→ **RECORDS FOR THE TASK**
####

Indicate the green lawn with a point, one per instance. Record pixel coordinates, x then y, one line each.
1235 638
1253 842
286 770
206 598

####

→ **WHAT TO DO**
An exact restatement of the data is required.

→ **THE COMPLETED TASK**
Indicate the green lawn with a point, one per instance. Record pixel coordinates, x then y, one line each.
1235 638
1253 842
286 770
206 598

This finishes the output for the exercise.